::: 与えられたリスト :::

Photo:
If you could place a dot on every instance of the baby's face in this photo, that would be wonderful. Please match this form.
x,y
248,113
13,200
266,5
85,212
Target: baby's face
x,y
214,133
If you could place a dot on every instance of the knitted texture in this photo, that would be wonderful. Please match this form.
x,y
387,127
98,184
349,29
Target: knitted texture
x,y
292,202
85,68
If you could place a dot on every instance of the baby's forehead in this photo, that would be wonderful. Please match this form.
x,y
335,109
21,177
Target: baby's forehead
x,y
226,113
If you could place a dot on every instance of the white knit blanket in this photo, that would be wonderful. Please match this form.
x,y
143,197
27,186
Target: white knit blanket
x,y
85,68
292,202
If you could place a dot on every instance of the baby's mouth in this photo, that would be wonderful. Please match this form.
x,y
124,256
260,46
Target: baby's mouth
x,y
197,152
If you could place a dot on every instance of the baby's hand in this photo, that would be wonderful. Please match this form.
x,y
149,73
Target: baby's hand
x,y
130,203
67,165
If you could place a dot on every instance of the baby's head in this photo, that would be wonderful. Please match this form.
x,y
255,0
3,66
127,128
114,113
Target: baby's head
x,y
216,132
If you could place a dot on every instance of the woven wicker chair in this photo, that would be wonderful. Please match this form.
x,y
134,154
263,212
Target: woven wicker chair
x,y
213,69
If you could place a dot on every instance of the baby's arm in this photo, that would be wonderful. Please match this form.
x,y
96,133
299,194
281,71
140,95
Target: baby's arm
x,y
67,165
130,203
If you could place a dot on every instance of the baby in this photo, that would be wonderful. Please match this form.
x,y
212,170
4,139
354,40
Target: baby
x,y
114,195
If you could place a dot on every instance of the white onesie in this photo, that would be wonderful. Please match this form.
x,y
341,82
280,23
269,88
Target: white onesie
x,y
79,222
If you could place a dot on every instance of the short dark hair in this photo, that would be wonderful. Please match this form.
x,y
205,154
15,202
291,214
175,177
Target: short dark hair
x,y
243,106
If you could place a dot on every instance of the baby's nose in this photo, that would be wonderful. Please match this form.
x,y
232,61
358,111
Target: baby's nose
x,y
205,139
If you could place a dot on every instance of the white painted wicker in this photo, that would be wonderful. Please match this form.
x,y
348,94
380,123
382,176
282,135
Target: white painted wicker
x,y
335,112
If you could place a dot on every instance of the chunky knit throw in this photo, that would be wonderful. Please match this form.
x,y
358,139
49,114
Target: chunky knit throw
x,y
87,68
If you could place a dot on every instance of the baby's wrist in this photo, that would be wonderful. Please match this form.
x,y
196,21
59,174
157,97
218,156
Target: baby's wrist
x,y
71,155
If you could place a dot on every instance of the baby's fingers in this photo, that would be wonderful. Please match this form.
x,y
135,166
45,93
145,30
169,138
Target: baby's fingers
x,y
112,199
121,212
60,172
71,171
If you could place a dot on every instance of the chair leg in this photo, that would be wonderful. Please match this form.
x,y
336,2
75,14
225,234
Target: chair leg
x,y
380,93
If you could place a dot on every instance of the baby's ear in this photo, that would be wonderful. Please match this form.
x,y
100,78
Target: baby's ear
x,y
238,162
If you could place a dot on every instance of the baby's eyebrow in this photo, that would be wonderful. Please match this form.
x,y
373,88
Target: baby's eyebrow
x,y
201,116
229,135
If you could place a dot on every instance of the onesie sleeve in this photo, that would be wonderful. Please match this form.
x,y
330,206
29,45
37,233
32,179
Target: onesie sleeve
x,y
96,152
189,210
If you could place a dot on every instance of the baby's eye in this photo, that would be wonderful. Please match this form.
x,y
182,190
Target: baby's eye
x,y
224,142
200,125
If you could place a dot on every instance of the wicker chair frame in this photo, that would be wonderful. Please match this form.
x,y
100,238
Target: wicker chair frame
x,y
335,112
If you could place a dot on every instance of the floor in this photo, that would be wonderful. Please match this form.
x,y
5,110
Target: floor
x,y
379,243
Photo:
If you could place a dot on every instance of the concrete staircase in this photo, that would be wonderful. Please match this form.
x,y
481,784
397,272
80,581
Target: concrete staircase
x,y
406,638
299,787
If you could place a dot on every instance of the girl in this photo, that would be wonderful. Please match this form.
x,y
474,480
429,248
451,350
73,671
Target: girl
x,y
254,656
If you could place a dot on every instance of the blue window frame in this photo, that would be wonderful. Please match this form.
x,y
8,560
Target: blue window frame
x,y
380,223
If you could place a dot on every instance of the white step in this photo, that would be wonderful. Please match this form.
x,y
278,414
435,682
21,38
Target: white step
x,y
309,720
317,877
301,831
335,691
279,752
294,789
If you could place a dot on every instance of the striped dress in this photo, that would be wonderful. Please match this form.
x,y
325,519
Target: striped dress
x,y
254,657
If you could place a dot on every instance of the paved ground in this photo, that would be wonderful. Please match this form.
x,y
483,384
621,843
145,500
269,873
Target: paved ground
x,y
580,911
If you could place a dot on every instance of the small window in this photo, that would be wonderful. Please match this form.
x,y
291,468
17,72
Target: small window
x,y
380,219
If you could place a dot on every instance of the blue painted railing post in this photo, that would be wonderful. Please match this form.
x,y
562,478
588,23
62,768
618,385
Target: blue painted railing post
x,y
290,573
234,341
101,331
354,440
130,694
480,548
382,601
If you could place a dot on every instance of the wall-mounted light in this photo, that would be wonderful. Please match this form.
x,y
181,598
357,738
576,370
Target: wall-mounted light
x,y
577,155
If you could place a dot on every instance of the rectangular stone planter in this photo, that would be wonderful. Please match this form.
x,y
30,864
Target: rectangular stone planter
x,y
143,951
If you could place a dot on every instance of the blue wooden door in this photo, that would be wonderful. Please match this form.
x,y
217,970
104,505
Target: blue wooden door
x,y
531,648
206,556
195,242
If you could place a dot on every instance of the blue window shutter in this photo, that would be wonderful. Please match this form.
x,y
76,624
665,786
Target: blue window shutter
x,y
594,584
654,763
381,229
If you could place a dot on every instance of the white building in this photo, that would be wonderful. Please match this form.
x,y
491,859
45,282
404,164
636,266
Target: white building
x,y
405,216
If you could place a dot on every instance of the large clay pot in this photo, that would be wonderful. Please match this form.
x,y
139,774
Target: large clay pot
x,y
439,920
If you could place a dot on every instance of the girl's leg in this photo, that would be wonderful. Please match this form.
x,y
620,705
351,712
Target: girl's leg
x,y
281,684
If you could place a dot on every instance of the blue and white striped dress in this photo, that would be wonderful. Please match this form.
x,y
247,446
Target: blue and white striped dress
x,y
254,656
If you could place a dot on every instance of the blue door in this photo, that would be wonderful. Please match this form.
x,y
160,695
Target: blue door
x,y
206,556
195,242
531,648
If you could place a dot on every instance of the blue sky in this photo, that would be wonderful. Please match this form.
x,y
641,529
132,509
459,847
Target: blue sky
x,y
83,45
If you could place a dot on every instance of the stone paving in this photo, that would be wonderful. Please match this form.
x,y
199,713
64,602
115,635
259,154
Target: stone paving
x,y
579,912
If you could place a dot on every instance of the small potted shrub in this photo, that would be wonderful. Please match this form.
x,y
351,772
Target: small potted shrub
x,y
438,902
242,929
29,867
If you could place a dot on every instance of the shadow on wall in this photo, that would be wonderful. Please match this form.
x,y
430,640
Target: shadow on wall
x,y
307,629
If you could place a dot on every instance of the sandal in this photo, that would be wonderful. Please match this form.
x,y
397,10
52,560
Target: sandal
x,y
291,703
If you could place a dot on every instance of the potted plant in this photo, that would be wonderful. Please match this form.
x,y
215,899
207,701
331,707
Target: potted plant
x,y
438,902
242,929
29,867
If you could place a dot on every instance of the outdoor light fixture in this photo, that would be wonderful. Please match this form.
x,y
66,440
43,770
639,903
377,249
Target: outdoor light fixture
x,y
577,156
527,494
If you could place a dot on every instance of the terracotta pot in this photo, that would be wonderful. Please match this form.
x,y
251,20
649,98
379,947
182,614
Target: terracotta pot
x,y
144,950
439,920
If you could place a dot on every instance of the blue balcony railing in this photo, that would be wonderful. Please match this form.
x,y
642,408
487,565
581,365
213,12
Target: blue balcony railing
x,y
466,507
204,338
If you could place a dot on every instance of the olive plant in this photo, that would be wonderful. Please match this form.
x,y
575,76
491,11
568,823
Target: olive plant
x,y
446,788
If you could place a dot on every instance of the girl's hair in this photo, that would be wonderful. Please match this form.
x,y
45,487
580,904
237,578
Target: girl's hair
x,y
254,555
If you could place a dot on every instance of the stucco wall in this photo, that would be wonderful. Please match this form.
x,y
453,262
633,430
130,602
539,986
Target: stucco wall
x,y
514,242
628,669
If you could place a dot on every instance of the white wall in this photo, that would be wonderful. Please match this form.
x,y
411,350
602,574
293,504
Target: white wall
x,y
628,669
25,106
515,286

:::

「the girl's hair」を含む行からリストの最後までの範囲を、「stucco」を「plaster」に置き換えて書き直してください。それ以外の部分は一切変えないこと。

If you could place a dot on every instance of the girl's hair in this photo, that would be wonderful. Please match this form.
x,y
45,487
580,904
237,578
Target: girl's hair
x,y
254,555
If you could place a dot on every instance of the plaster wall in this photo, that would be wonderful. Please match this form.
x,y
453,262
633,430
130,602
539,986
Target: plaster wall
x,y
514,242
628,669
If you could place a dot on every instance of the white wall in this photo, that would be wonderful. Please match this form.
x,y
411,350
602,574
293,504
Target: white wall
x,y
628,669
25,106
515,286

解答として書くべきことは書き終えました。